Output only the lines from the line holding "Task: indicate one point per instance of the crystal champagne" through the close of the records, exactly as they appear, with all pictures omitted.

::::

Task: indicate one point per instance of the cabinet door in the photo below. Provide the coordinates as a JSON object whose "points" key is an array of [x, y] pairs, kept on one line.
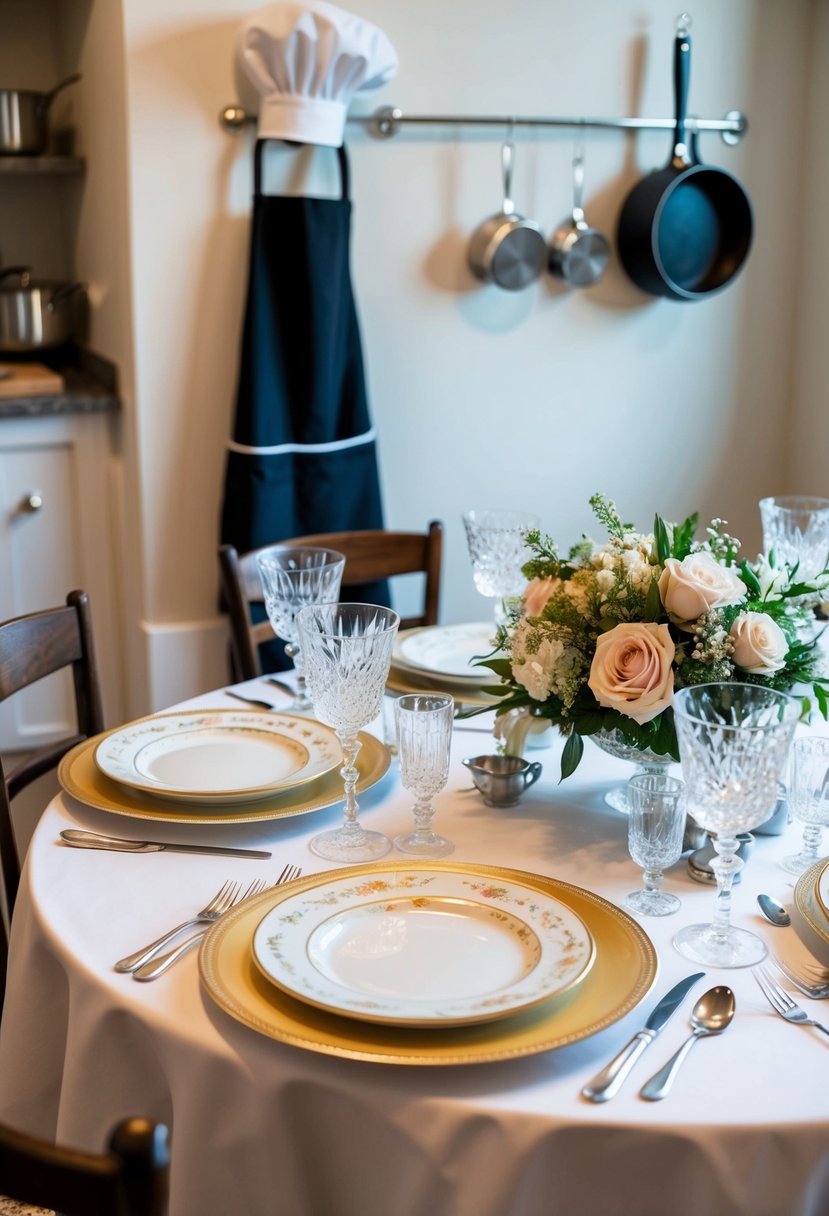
{"points": [[51, 487]]}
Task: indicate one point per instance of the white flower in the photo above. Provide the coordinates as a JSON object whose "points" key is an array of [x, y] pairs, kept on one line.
{"points": [[760, 645], [691, 587]]}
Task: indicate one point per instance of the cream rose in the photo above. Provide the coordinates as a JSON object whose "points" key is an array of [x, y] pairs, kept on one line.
{"points": [[632, 670], [537, 594], [760, 645], [691, 587]]}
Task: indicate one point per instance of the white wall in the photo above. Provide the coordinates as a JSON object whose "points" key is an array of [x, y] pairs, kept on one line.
{"points": [[481, 397]]}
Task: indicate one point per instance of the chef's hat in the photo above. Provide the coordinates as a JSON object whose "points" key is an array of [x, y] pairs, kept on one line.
{"points": [[306, 61]]}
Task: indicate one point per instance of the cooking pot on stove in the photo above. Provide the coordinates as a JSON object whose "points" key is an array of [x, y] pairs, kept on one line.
{"points": [[35, 313]]}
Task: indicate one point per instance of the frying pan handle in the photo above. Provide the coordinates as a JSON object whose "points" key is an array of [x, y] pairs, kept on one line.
{"points": [[681, 78]]}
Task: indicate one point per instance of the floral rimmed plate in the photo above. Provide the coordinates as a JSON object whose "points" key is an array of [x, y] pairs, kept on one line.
{"points": [[622, 974], [218, 755], [427, 947]]}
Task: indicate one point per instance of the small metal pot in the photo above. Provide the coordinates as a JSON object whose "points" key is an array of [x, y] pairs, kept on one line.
{"points": [[24, 118], [507, 249], [34, 313]]}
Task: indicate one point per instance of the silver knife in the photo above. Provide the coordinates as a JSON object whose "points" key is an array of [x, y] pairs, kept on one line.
{"points": [[608, 1082], [94, 840]]}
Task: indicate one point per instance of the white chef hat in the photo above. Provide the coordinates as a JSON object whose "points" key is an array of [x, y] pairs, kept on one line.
{"points": [[306, 61]]}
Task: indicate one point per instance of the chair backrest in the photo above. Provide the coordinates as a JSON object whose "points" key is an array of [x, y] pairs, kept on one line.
{"points": [[33, 647], [368, 556], [129, 1180]]}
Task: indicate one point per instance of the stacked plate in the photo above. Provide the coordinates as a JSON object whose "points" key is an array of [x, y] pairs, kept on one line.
{"points": [[214, 766], [440, 658], [432, 963], [810, 911]]}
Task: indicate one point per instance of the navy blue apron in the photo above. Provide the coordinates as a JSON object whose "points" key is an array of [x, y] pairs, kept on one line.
{"points": [[303, 452]]}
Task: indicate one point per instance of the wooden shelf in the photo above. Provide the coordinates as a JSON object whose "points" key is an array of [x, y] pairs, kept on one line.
{"points": [[41, 165]]}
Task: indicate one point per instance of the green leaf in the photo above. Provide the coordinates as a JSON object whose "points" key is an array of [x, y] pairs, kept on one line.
{"points": [[663, 539], [571, 754]]}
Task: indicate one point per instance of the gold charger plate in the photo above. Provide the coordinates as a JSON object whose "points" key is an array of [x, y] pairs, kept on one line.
{"points": [[622, 974], [79, 776]]}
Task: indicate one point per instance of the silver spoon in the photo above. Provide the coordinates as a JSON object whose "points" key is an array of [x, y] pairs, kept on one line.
{"points": [[773, 911], [711, 1014]]}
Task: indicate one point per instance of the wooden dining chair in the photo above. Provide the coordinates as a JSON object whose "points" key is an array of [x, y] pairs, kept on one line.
{"points": [[368, 556], [131, 1178], [33, 647]]}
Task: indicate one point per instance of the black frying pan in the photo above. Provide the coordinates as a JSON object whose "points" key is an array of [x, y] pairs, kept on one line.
{"points": [[684, 231]]}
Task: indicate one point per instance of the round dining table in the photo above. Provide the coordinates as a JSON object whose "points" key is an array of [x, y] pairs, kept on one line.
{"points": [[264, 1122]]}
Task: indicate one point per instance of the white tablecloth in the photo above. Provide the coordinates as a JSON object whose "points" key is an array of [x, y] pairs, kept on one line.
{"points": [[259, 1126]]}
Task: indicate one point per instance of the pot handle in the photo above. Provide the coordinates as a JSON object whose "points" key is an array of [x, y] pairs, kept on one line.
{"points": [[63, 293], [681, 79], [49, 97]]}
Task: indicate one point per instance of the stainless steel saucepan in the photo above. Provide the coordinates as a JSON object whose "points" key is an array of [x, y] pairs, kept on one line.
{"points": [[507, 249]]}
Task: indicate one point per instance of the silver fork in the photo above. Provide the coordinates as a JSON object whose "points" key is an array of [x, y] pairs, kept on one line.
{"points": [[157, 967], [212, 911], [782, 1002], [811, 980]]}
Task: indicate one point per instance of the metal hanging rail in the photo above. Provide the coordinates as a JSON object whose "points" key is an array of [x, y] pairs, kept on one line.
{"points": [[387, 122]]}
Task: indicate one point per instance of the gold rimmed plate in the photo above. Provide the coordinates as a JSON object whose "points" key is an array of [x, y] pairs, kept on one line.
{"points": [[218, 755], [80, 777], [622, 973]]}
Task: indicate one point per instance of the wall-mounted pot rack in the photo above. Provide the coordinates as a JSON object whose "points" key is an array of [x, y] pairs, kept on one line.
{"points": [[387, 122]]}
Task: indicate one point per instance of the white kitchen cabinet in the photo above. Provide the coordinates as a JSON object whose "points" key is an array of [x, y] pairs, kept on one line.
{"points": [[56, 512]]}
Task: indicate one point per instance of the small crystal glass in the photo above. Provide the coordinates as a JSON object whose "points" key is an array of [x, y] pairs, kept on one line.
{"points": [[424, 737], [655, 827], [294, 575], [496, 545], [734, 741], [348, 653], [796, 529], [808, 799]]}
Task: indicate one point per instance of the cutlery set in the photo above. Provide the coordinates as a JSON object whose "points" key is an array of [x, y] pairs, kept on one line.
{"points": [[148, 962]]}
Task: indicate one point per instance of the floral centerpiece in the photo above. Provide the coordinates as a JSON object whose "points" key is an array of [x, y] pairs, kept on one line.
{"points": [[602, 637]]}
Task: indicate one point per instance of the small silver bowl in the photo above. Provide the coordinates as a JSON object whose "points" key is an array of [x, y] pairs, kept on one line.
{"points": [[502, 780]]}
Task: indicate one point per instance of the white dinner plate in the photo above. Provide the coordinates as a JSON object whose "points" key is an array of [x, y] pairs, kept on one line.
{"points": [[446, 651], [218, 755], [422, 947]]}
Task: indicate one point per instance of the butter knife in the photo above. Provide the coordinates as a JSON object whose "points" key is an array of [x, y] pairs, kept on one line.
{"points": [[117, 844], [608, 1082]]}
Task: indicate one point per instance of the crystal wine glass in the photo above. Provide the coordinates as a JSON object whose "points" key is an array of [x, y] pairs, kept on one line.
{"points": [[294, 575], [495, 540], [808, 799], [733, 744], [424, 736], [348, 653], [655, 827]]}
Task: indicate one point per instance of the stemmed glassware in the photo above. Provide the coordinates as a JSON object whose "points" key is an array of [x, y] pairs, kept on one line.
{"points": [[808, 799], [655, 827], [495, 540], [294, 575], [348, 653], [424, 736], [733, 744]]}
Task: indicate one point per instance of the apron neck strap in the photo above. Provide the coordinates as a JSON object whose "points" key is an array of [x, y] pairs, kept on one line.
{"points": [[342, 159]]}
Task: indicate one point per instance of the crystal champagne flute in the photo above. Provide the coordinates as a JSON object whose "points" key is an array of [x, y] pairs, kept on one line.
{"points": [[348, 653]]}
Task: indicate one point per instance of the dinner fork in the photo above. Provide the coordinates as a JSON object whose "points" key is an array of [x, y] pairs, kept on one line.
{"points": [[810, 979], [782, 1002], [157, 967], [224, 899]]}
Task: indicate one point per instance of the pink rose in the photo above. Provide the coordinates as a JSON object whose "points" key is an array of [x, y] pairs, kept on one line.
{"points": [[537, 594], [760, 645], [691, 587], [632, 670]]}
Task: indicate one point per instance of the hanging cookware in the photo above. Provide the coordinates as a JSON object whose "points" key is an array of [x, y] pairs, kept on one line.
{"points": [[684, 231], [507, 249], [579, 253], [34, 313], [24, 118]]}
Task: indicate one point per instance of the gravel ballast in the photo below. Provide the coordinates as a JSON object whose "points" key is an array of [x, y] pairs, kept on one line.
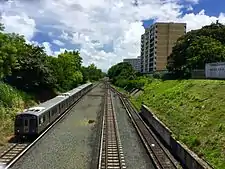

::::

## RESULT
Task: indicate one point per instance of the crystal champagne flute in the photo above. Provide the coordinates as a JSON object whose "points" key is an array of [x, y] pairs, kept on one line.
{"points": [[348, 653]]}
Task: indicate one point per instance of the dinner fork in the photo above. Provide the coordinates as a JSON object whose "points" key is an array of [x, y] pairs, kept on one line.
{"points": [[810, 979], [782, 1002], [157, 967], [224, 899]]}
Task: indicate one point per instance of the pink rose in the photo above. Provide the coordinates as a JSON object whose "points" key is an array of [x, y] pairs, kept on one line.
{"points": [[537, 594], [760, 645], [691, 587], [632, 670]]}
Task: indicate one point per instance of the hanging cookware in the photo above. Provide the coordinates as a JSON object whose "points" key is an array of [x, y] pairs, kept on one line.
{"points": [[684, 231], [507, 249], [579, 253], [34, 313], [24, 118]]}
Task: indicate one point per instance of the gravel ballast in the photo below. Provide the coordinates as a JSON object whose "points" key is an array of [x, y] pairs, kept on one line.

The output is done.